### PROBLEMS TO SOLVE
(a) Which actress does the show review name as one of the weak links in the series?
(b) Please duplicate the part of the show review from "There's copious amounts" to "left and right." word for word.

### PASSAGE FOR REVIEW
━━━

Miriam is a bit disappointing.
    The show has a lot of excellent world-building, sets, and character development that unfolds in mostly believable ways. I bought the Takeshi Kovacs/Kristine Ortega romance better in the show than I did in the book. Indeed, so much that I want to see more of it despite how against the books themes it would be. There's a bunch of great action sequences spread throughout the story and they're both vicious as well as bloody. You really come to buy Takeshi as the most badass man alive while never completely entering the world of Arnold and Stallone.

    There's a couple of weak links in the show like Kristin Lehman who has the unenviable task of trying to portray the World's Most Beautiful and Desirable WomanTM. That's a heavy task in itself but is also coupled with the fact she's supposed to be a genius and incredibly dangerous but never rises above petty in her scenes. There's also a few unnecessary subplots which seemed designed to make us care about characters right before they're killed. The series also seems very skeptical of Sleeving technology, which is weird since the books aren't even though it is very off-kilter technology (and amounts to mental cloning writ large).

He needs to get to work on Sleeping Dogs 2, stat.
    There's copious amounts of nudity in this series, mostly but not exclusively female, and it is sometimes extremely appealing while other times not. It's a noir story with the exploitation of women as one of the themes so it's appropriate. Still, I would have preferred more use of it during the "sexy" scenes with Miriam, Kovacs, and Ortega than just thrown out randomly left and right.

━━━

### PROVIDED RECORDS
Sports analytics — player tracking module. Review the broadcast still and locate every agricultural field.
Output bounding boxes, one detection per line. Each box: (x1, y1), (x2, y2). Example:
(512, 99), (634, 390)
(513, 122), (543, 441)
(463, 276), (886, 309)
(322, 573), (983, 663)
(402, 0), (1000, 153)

━━━

### RESULTS IN ORDER
(a) Kristin Lehman

(b)
There's copious amounts of nudity in this series, mostly but not exclusively female, and it is sometimes extremely appealing while other times not. It's a noir story with the exploitation of women as one of the themes so it's appropriate. Still, I would have preferred more use of it during the "sexy" scenes with Miriam, Kovacs, and Ortega than just thrown out randomly left and right.